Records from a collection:

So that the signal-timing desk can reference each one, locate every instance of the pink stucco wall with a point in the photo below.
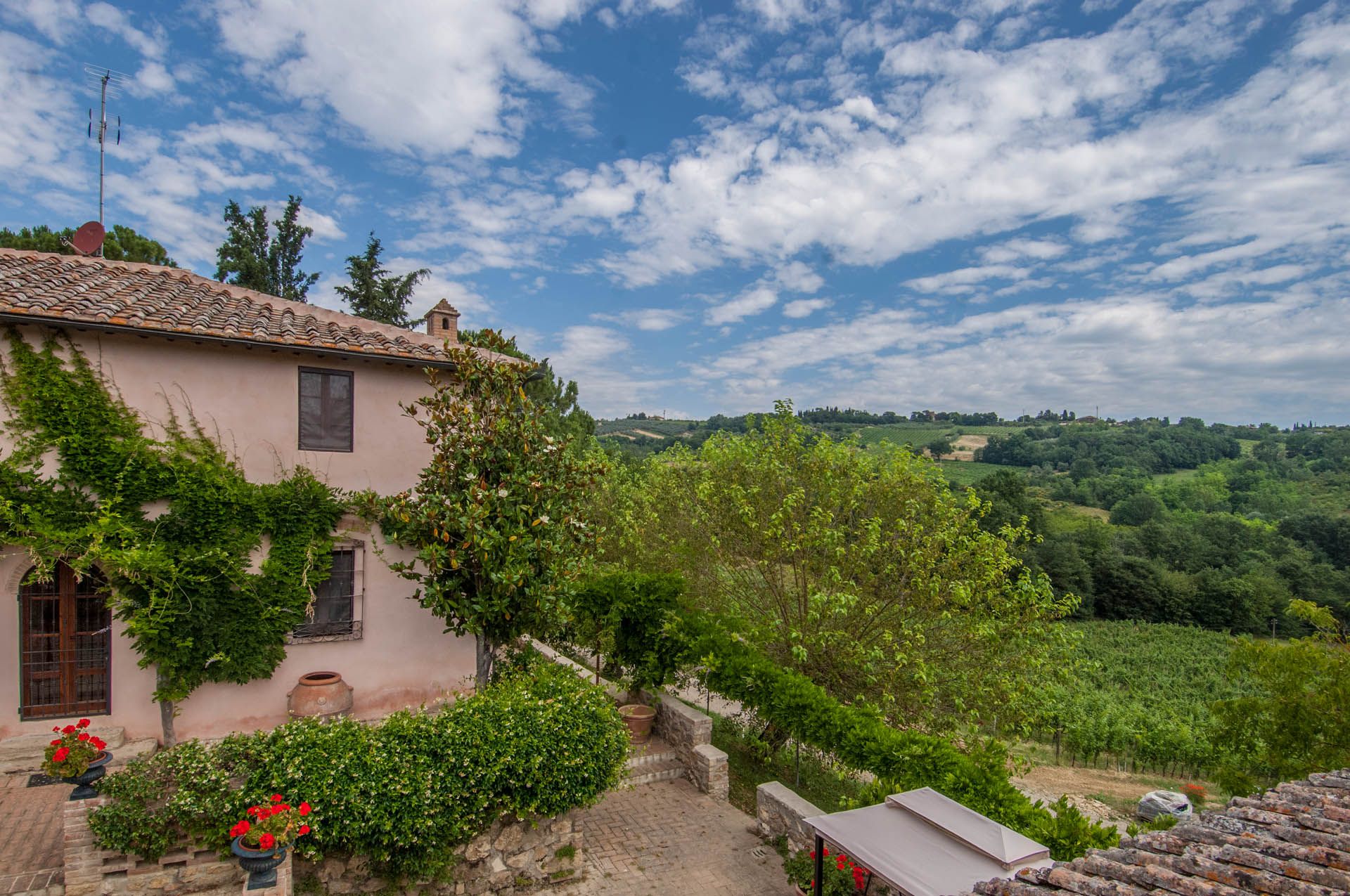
(249, 398)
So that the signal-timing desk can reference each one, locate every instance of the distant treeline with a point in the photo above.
(1225, 547)
(1147, 446)
(861, 417)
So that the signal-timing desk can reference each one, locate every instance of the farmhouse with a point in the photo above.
(280, 385)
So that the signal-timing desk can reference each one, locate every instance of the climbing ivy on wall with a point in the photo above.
(207, 570)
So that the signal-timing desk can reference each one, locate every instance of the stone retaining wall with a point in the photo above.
(683, 727)
(510, 857)
(780, 812)
(91, 871)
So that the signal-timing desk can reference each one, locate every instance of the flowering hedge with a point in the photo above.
(403, 793)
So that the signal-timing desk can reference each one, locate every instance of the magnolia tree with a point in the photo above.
(496, 519)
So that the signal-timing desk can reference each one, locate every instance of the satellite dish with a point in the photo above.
(88, 239)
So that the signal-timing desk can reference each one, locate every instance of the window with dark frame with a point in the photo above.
(335, 601)
(326, 409)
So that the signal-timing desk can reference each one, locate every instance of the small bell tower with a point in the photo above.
(443, 321)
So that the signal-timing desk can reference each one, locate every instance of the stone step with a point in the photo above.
(133, 749)
(652, 772)
(23, 752)
(651, 759)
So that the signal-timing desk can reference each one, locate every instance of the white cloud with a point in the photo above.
(652, 320)
(420, 74)
(1131, 354)
(965, 278)
(805, 306)
(979, 142)
(798, 277)
(54, 19)
(326, 226)
(752, 301)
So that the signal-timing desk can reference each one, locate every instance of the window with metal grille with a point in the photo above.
(65, 645)
(326, 409)
(335, 609)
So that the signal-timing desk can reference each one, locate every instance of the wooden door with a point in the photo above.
(67, 637)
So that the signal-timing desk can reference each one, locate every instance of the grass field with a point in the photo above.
(659, 427)
(967, 473)
(921, 435)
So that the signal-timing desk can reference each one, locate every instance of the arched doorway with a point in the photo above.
(67, 639)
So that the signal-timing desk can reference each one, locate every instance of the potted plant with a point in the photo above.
(840, 875)
(261, 840)
(77, 758)
(645, 640)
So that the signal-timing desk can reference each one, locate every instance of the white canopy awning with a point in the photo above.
(924, 844)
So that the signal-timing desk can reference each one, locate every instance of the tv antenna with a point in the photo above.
(110, 84)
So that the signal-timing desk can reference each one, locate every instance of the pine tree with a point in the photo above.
(255, 258)
(377, 294)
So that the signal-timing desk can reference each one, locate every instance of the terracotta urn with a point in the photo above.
(639, 720)
(259, 862)
(84, 781)
(319, 694)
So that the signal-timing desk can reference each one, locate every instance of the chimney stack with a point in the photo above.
(443, 321)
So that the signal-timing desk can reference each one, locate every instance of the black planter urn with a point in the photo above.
(261, 864)
(84, 781)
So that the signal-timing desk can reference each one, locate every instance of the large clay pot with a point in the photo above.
(319, 694)
(261, 864)
(84, 781)
(639, 720)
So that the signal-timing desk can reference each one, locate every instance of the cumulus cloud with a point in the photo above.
(805, 306)
(1131, 354)
(418, 76)
(752, 301)
(652, 320)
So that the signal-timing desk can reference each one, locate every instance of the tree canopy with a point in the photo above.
(375, 293)
(497, 519)
(265, 257)
(863, 573)
(563, 415)
(120, 245)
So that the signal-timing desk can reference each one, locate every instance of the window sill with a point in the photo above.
(324, 639)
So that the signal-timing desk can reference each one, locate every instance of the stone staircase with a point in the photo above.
(652, 761)
(23, 752)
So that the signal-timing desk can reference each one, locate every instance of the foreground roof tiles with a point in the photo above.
(67, 289)
(1291, 841)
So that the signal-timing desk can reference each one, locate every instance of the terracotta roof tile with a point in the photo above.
(167, 300)
(1291, 841)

- Challenge: Copy the material word for word, starting with the line that contains "tiles with a point in the photo above." and continuing through the end of the material.

- Answer to this exercise:
So that the signal-timing desk can reference each one, locate every instance of the foreground roof tiles with a point in the photo above.
(67, 289)
(1291, 841)
So that the signal-timing desk can reference each one, locate every instance of the terracotta roof tile with a point in the photo above.
(167, 300)
(1291, 841)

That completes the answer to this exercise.